==== 確認用文章

起業とは

何かと不透明な時代、会社勤めのサラリーマンをしていても、最近、副業や起業という言葉が目についてきます。国もモデル就業規則を書き直して、副業を推奨する時代です。

会社に勤めながら、ぼんやりとでも副業をしてみて、ある程度の安定した収入が得られるようになったら、思い切って起業をしてみたい、などと考える人も多いのでは?

私もそうですが、その前に、「起業」ってなに?会社を起こすこと?個人経営やフリーランスとどう違うの?よくわかりません。

いきなり株式会社を起こすこともできないだろうし、だからといって、会社を辞めてアルバイターではカッコもつかないだろうし。

もしも、のために調べてみました。

起業の関連語

開業

個人事業主として、事業を始めましたよ、と税務署に知らせることです。
開業することで、税制上有利な青色申告ができる、赤字を繰り越せる、屋号で銀行口座を作れる、などできるようになります。

届け出

開業届(正式名「個人事業の開業・廃業等届出書」)を税務署に届け出ると開業になります。

国税庁のホームページに様式があって、記入式のPDFになっています。書き方もあって親切です。今は、後で説明する無料クラウドサービスの「開業freee」が便利です。

開業するということは、税の手続きだったのですね。同時に青色申告承認申請書も申請したほうがいいようです。

個人事業主が経済活動をする上で、税制上有利になるために出す届けが、開業届で、それを出すと、開業したことになるというイメージでしょうか。

法律的には、「・・・しなければならない」(所得税法第229条)になっていますから、義務です。

税は国、県、市区町村と収めなければなりませんが、開業のときは、税務署の他に
都道府県税事務所に提出する「個人事業税の事業開始等申告書」があります。

========
==== 提供データ

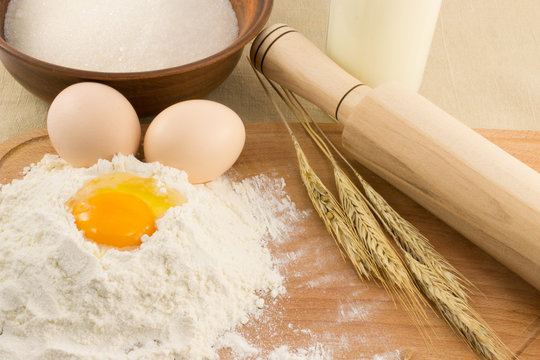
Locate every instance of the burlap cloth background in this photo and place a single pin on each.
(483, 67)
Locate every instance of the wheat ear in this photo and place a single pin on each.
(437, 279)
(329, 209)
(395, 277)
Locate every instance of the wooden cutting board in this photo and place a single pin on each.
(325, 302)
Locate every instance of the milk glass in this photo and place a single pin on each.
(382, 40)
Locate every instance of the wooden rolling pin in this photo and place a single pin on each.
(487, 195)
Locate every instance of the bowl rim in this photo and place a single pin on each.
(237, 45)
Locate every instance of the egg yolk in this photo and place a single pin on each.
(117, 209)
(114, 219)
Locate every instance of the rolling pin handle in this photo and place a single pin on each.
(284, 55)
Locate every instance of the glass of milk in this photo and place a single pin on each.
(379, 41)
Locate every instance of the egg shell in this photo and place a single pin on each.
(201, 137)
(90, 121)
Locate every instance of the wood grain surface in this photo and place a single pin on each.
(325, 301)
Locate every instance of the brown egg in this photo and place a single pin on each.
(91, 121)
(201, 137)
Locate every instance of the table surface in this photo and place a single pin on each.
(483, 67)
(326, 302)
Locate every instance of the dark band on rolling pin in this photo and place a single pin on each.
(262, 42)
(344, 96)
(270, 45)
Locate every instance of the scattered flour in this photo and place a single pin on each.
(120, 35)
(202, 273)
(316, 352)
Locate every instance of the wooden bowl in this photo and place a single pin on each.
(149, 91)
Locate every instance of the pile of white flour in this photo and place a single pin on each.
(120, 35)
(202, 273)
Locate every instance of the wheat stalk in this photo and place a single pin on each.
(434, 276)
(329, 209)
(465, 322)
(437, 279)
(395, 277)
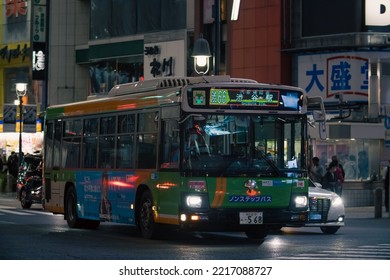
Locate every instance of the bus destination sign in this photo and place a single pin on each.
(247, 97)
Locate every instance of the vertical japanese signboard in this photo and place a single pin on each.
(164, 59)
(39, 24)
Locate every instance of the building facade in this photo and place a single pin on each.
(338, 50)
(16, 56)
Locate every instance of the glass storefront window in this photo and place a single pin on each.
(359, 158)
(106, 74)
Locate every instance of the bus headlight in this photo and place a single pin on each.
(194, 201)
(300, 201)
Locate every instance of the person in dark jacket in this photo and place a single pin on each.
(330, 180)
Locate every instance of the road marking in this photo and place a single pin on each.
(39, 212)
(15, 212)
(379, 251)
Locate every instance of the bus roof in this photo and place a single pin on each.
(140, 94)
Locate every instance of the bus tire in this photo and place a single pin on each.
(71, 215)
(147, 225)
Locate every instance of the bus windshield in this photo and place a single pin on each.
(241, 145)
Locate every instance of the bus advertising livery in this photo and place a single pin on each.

========
==== 提供データ

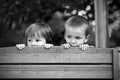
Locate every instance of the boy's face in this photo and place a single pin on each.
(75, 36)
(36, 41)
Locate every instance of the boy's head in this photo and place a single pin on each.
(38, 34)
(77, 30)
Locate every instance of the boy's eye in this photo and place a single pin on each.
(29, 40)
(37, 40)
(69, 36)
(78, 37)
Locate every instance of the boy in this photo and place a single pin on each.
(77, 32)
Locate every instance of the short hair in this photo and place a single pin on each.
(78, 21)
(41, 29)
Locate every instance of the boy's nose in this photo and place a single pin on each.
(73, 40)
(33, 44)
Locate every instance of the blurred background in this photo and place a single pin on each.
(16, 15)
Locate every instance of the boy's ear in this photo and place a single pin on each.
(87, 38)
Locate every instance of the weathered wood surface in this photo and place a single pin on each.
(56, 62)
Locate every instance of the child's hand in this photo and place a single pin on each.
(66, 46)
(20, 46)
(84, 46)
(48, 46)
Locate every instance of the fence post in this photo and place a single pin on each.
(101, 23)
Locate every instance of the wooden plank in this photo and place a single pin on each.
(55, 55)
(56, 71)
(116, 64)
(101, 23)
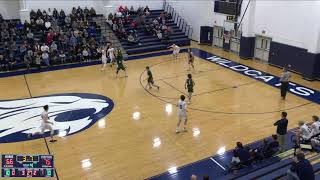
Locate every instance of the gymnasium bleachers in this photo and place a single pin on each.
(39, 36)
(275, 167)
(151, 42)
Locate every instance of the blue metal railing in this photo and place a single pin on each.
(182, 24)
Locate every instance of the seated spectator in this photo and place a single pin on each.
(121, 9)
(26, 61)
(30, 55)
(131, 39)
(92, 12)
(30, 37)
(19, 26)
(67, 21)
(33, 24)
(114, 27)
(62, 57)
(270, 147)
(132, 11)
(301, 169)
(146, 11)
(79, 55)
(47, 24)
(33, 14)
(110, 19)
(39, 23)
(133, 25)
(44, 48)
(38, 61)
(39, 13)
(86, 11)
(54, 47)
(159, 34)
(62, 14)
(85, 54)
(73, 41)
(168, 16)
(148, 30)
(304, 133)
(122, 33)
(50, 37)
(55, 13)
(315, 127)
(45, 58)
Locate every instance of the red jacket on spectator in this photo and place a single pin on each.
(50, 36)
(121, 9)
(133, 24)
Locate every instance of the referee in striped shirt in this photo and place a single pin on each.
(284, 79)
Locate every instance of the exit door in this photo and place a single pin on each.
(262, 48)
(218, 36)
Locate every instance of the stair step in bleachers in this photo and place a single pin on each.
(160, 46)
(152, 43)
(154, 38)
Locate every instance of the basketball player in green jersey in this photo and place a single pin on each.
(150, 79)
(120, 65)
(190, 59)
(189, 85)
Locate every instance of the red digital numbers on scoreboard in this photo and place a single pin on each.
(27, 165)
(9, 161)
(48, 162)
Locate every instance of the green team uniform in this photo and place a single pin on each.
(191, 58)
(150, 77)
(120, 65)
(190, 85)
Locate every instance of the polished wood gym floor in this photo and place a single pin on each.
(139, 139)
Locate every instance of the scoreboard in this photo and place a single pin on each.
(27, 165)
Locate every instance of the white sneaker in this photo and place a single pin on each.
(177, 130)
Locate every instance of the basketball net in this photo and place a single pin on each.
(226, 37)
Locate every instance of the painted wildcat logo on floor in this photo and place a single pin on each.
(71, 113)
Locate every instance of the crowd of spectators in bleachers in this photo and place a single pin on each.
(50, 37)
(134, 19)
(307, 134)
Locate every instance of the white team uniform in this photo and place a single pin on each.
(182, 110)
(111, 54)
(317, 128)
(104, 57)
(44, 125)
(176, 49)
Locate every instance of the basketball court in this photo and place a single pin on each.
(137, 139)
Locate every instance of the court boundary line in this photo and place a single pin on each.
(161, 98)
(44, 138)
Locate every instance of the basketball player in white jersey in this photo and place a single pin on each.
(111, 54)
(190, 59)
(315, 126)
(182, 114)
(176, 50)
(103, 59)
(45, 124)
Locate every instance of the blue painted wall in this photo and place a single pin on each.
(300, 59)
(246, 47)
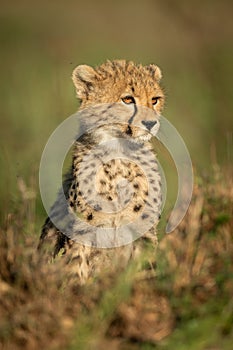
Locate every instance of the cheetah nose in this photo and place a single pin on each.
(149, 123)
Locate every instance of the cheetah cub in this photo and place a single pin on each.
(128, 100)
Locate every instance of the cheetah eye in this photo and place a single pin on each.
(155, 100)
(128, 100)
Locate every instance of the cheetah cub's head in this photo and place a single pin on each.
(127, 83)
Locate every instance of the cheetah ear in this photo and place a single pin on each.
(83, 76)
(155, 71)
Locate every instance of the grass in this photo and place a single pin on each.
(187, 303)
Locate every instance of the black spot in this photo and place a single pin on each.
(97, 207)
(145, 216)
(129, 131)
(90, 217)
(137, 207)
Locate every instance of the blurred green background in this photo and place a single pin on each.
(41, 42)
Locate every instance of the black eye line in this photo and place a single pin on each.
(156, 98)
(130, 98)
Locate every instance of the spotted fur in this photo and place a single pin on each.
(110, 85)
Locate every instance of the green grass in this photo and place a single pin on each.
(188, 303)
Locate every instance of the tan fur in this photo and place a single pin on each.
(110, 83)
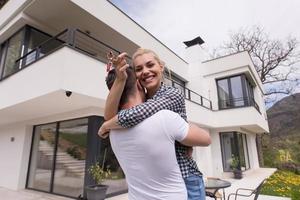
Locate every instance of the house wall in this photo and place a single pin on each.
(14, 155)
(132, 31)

========

* 実施事項 *
1 – 起業についての文章と次の記述(a)〜(c)がそれぞれ合っているかを「はい」か「いいえ」で答え、判断の決め手となる本文の語句を原文のまま引用してください。(a) 開業届の正式名は「個人事業の開業・廃業等届出書」である。(b) 開業届を出すかどうかは法律上任意である。(c) 国税庁のホームページにある開業届の様式は記入式のPDFである。
2 – 起業についての文章を、最後の文に続けて書き足してください。

* 各項目の解答 *
1 –
(a) はい。『開業届(正式名「個人事業の開業・廃業等届出書」)』
(b) いいえ。『法律的には、「・・・しなければならない」(所得税法第229条)になっていますから、義務です。』
(c) はい。『国税庁のホームページに様式があって、記入式のPDFになっています。』

2 –
開業届を出すと、で銀行口座の開設、クレジットカード契約、オフィスの賃貸契約ができるようになります。

銀行口座を作って、オフィスを開いて、それから届けを出して、さあ起業だ!じゃないの?と、突っ込みたくなります。しかし、開業届を出さない限り、銀行も不動産屋も話を聞いてくれないのでは先に進みません。まずは開業届です。

開業の注意点

開業したら、失業状態ではなくなりますので、もし、あなたが失業手当をもらっていたら、もらえなくなります。
それから、扶養から外れることもありますので、現在の自分の状況をよく考えて、開業届を出しましょう。

個人事業主

対比して使われる言葉は、「法人設立」です。
個人事業主とは、開業届を出して、個人で事業をやっている人です。
事業とは、その仕事を日々繰り返して行い、ずっと続けて、独立してやることです。
家族や従業員も雇えます。

タニタ社員の事業主化

2017年に株式会社タニタが、社員が個人事業主として独立するのを支援する制度を導入しました。社員を個人事業主にする、その仕事を個人事業主に外注する。

会社としてのメリットは、人材育成やプロジェクト管理にかける費用を抑えられるし、イザというときに人的資源がないので動きやすい(いろいろと大変な「解雇」をしなくても、委託契約解除でOK)などあります。

社員のメリットは、能力のある人は、短時間で品質の高い仕事をするとその分収入が上がる、余った時間で他の会社の仕事も受けられる、などでしょうか。

働き方改革の一つの手法としては、当然あり、でしょう。一方、指示を受けないと仕事ができない社畜であった社員の独立は難しいでしょう。あとは、健康的に不安がある、家族の介護が必要、という人は大変でしょうね。

タニタで個人事業主として独立した社員の割合は、まだ少ないようです。うまくいけば、会社と社員がウィンウィンの関係で、独立した社員が自分の力を伸ばしていける手法だと思います。

自営業

自営業は、個人事業主と考えていいと思います。
自営業には、店舗を構えてカフェや商店をやるタイプと店を構えないで営業代行などをやるタイプがあるようです。イメージとしては、個人商店の経営者が強いですね。

事業をしていると、開業届を出さないといけないのですが、開業届を出さないで事業をしている人もいるかも知れない、そんな人と個人事業主を含めて、自営業と言えるかもしれません。

フリーランス

単発の仕事を受ける人。仕事ごとに契約を結び、仕事を行います。自由業とも呼びます。会社と雇用契約は結びませんので、会社員でも派遣社員でもありません。

個人事業主は税務署に開業届をだすことが条件です。これは、制度上の呼び方といえますが、フリーランスは「働くスタイル」の呼び方になります。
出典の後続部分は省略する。